_Instruction_:
Give back the entire listing verbatim.

— START —

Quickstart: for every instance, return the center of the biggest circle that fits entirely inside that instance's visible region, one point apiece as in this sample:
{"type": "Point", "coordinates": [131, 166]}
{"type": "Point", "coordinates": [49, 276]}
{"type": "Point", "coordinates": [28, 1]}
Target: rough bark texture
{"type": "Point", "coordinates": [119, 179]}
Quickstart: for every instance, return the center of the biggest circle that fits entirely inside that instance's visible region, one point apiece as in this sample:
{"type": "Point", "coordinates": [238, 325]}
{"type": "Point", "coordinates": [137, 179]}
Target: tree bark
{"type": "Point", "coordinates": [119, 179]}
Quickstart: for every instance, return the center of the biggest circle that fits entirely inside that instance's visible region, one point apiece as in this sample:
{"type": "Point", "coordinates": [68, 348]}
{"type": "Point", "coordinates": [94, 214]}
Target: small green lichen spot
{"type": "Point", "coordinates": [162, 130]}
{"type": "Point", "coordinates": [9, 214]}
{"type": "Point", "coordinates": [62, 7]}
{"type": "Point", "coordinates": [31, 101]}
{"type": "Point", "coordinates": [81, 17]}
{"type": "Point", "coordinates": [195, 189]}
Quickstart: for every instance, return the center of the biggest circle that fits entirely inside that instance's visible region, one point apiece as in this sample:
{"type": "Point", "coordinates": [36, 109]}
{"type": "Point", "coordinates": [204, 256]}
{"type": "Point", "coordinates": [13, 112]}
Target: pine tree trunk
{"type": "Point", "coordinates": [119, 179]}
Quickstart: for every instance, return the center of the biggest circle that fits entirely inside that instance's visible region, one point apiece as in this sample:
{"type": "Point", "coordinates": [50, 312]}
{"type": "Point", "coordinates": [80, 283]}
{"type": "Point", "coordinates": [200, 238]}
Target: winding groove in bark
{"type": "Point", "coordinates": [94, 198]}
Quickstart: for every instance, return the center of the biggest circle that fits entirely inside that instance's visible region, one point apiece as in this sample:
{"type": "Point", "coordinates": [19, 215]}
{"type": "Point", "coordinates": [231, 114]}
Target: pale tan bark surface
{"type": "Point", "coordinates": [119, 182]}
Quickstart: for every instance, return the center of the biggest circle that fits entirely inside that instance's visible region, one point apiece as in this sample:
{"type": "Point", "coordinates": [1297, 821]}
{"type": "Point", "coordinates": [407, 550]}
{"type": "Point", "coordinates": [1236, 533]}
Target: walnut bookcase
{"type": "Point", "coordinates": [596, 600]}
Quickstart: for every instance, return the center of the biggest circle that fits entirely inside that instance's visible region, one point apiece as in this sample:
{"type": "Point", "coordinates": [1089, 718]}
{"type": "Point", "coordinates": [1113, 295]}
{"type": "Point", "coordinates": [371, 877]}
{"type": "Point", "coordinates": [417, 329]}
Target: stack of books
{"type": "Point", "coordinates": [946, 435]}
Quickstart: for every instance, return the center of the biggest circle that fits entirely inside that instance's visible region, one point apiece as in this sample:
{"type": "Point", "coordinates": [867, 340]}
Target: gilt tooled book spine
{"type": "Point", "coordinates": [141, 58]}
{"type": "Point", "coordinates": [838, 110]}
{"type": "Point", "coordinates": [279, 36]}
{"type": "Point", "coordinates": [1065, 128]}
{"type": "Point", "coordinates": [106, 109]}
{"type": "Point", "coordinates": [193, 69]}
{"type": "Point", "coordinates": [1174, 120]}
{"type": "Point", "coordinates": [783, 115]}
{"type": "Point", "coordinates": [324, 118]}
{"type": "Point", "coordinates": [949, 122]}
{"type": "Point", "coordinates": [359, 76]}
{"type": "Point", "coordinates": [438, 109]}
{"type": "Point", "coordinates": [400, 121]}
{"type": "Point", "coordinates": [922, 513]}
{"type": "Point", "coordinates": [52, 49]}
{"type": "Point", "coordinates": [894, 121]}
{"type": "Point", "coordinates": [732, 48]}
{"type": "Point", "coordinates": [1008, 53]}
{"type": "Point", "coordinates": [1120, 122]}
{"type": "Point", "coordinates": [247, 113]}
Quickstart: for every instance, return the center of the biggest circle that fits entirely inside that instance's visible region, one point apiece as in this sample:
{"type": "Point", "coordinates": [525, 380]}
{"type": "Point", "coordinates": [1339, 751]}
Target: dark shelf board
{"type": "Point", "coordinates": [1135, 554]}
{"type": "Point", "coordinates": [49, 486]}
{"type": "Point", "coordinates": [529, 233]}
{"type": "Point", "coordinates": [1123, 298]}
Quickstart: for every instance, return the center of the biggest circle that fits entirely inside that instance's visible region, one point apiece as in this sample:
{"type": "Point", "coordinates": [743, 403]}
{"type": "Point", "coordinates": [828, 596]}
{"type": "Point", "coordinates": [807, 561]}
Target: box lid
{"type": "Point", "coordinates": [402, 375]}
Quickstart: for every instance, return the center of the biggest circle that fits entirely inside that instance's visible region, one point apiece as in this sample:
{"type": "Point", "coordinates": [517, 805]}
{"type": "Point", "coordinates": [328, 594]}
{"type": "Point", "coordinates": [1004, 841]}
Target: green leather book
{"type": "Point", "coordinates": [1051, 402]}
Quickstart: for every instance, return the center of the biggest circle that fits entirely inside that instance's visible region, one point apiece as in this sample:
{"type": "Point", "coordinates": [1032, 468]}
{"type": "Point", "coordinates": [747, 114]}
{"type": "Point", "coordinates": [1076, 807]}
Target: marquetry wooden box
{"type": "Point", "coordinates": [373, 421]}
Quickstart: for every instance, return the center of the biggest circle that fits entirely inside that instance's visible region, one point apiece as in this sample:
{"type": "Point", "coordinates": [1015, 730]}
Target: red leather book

— END —

_Task solution_:
Quickstart: for every instance, return the center of the biggest circle that fits entirely inside that instance's visible region, one point apiece as in this sample:
{"type": "Point", "coordinates": [131, 166]}
{"type": "Point", "coordinates": [49, 276]}
{"type": "Point", "coordinates": [28, 1]}
Target: rough bark texture
{"type": "Point", "coordinates": [119, 179]}
Quickstart: for every instance, return the center of the biggest circle that fits entirely inside that instance's visible region, one point apiece as in this sample:
{"type": "Point", "coordinates": [238, 325]}
{"type": "Point", "coordinates": [137, 179]}
Target: tree bark
{"type": "Point", "coordinates": [119, 179]}
Quickstart: for every instance, return the center of the biggest circle that fits entirely inside that instance's visible region, one point apiece as in this sample:
{"type": "Point", "coordinates": [68, 348]}
{"type": "Point", "coordinates": [94, 214]}
Target: small green lichen spot
{"type": "Point", "coordinates": [162, 130]}
{"type": "Point", "coordinates": [9, 214]}
{"type": "Point", "coordinates": [62, 7]}
{"type": "Point", "coordinates": [31, 101]}
{"type": "Point", "coordinates": [81, 17]}
{"type": "Point", "coordinates": [195, 189]}
Quickstart: for every instance, return the center of the biggest circle that fits entirely inside that instance's visible region, one point apiece as in this sample:
{"type": "Point", "coordinates": [36, 109]}
{"type": "Point", "coordinates": [204, 256]}
{"type": "Point", "coordinates": [13, 112]}
Target: pine tree trunk
{"type": "Point", "coordinates": [119, 179]}
Quickstart: for every instance, return the center of the biggest circle that fits entirely inside that instance's visible region, one point apiece as in this sample:
{"type": "Point", "coordinates": [50, 312]}
{"type": "Point", "coordinates": [80, 283]}
{"type": "Point", "coordinates": [200, 238]}
Target: winding groove in bark
{"type": "Point", "coordinates": [94, 198]}
Quickstart: for every instance, return the center of the biggest circle that fits entirely inside that instance's visible region, one point apiece as in this sample:
{"type": "Point", "coordinates": [19, 215]}
{"type": "Point", "coordinates": [231, 114]}
Target: pale tan bark surface
{"type": "Point", "coordinates": [119, 182]}
Quickstart: for every instance, return the center of the biggest circle that fits entirely inside that instance's visible region, one point apiece as in this sample:
{"type": "Point", "coordinates": [1297, 821]}
{"type": "Point", "coordinates": [407, 550]}
{"type": "Point", "coordinates": [1236, 533]}
Target: walnut bookcase
{"type": "Point", "coordinates": [596, 600]}
Quickstart: for every instance, return the center of the biggest circle that fits entirely inside that instance's visible region, one point apiece as in this sample:
{"type": "Point", "coordinates": [1089, 718]}
{"type": "Point", "coordinates": [1113, 295]}
{"type": "Point", "coordinates": [371, 877]}
{"type": "Point", "coordinates": [417, 329]}
Target: stack of books
{"type": "Point", "coordinates": [946, 435]}
Quickstart: for every instance, return the center of the biggest circle that fits entirely inside that instance's visible region, one point apiece as in this sample:
{"type": "Point", "coordinates": [867, 340]}
Target: gilt tooled book spine
{"type": "Point", "coordinates": [141, 58]}
{"type": "Point", "coordinates": [838, 110]}
{"type": "Point", "coordinates": [279, 36]}
{"type": "Point", "coordinates": [1065, 128]}
{"type": "Point", "coordinates": [106, 109]}
{"type": "Point", "coordinates": [193, 69]}
{"type": "Point", "coordinates": [1174, 120]}
{"type": "Point", "coordinates": [783, 115]}
{"type": "Point", "coordinates": [324, 118]}
{"type": "Point", "coordinates": [949, 122]}
{"type": "Point", "coordinates": [359, 76]}
{"type": "Point", "coordinates": [438, 109]}
{"type": "Point", "coordinates": [400, 121]}
{"type": "Point", "coordinates": [922, 513]}
{"type": "Point", "coordinates": [52, 49]}
{"type": "Point", "coordinates": [894, 121]}
{"type": "Point", "coordinates": [732, 48]}
{"type": "Point", "coordinates": [1008, 53]}
{"type": "Point", "coordinates": [1120, 122]}
{"type": "Point", "coordinates": [247, 113]}
Quickstart: for every instance, return the center of the biggest circle that fits entirely inside that instance's visible region, one point apiece as in this sample:
{"type": "Point", "coordinates": [525, 380]}
{"type": "Point", "coordinates": [1339, 751]}
Target: dark shelf board
{"type": "Point", "coordinates": [1135, 554]}
{"type": "Point", "coordinates": [49, 486]}
{"type": "Point", "coordinates": [529, 233]}
{"type": "Point", "coordinates": [1123, 298]}
Quickstart: for every instance, return the center of the biggest circle that fits entirely inside that instance's visible region, one point apiece as in this sample:
{"type": "Point", "coordinates": [743, 403]}
{"type": "Point", "coordinates": [828, 596]}
{"type": "Point", "coordinates": [807, 561]}
Target: box lid
{"type": "Point", "coordinates": [402, 375]}
Quickstart: for every instance, return the center of the biggest circle that fits entirely inside that instance's visible region, one point apiece as in this sample:
{"type": "Point", "coordinates": [517, 805]}
{"type": "Point", "coordinates": [328, 594]}
{"type": "Point", "coordinates": [1004, 841]}
Target: green leather book
{"type": "Point", "coordinates": [1051, 402]}
Quickstart: for every instance, return the center of the biggest circle that fits entirely inside that instance's visible region, one point apiece as in this sample:
{"type": "Point", "coordinates": [1032, 468]}
{"type": "Point", "coordinates": [747, 114]}
{"type": "Point", "coordinates": [1076, 807]}
Target: marquetry wooden box
{"type": "Point", "coordinates": [373, 421]}
Quickstart: for every instance, return the center of the biggest circle that fits entirely inside that instance's visible region, one point apiece as in this sample:
{"type": "Point", "coordinates": [1015, 730]}
Target: red leather book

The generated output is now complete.